-- Exercise input follows --

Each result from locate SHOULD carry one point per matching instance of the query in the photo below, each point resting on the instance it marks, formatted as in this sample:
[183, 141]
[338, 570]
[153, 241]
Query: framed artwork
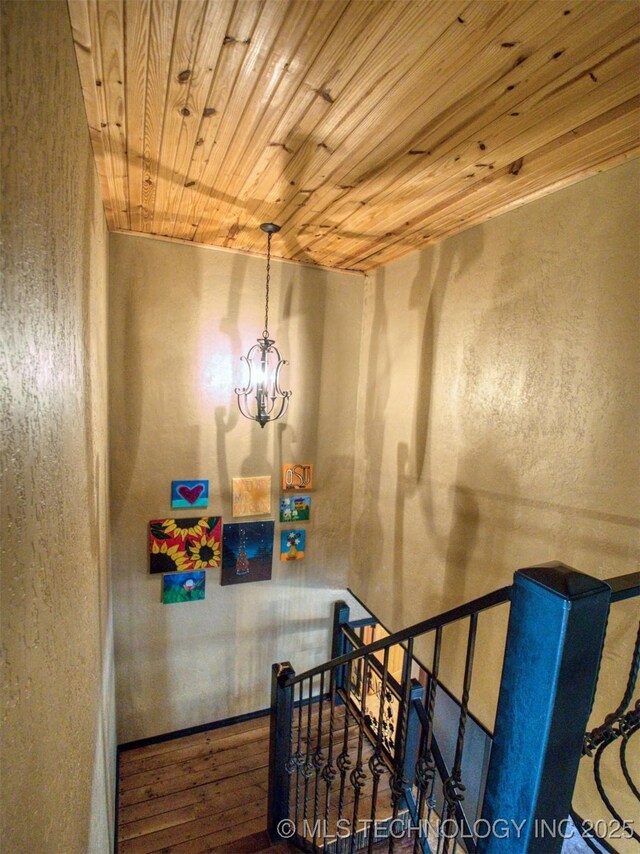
[189, 493]
[292, 544]
[182, 545]
[251, 496]
[247, 552]
[183, 587]
[297, 476]
[295, 508]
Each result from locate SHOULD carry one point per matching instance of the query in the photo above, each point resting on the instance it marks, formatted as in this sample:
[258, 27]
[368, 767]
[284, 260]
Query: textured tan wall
[180, 318]
[58, 733]
[498, 413]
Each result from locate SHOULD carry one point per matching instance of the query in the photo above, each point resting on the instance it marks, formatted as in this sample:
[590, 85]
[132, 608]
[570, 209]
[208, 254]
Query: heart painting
[189, 493]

-- Exercise input concluded --

# Task directions:
Retype the records above exactly. Leave the pictures out.

# Result of this task:
Each result from locate SHOULD carry one point per matching instance of the query in the photo below, each point resting on the instance it marks, formatted as in this sample:
[183, 141]
[338, 570]
[153, 241]
Query: framed artwork
[189, 493]
[292, 544]
[182, 545]
[251, 496]
[247, 552]
[183, 587]
[297, 476]
[295, 508]
Each result from locate SHOULD carry one point per matching instance of the query in the photo above, each point resting on the instance it marks, formatted as in this sample:
[258, 27]
[368, 767]
[284, 260]
Query: textured tan wall
[180, 318]
[58, 733]
[498, 413]
Each result from locate SHOULD carry one point per matching instance of the query in the photo above, each point resting on the instance it marks, formatted as in this sample:
[590, 85]
[132, 608]
[570, 209]
[208, 254]
Query: heart painting
[189, 493]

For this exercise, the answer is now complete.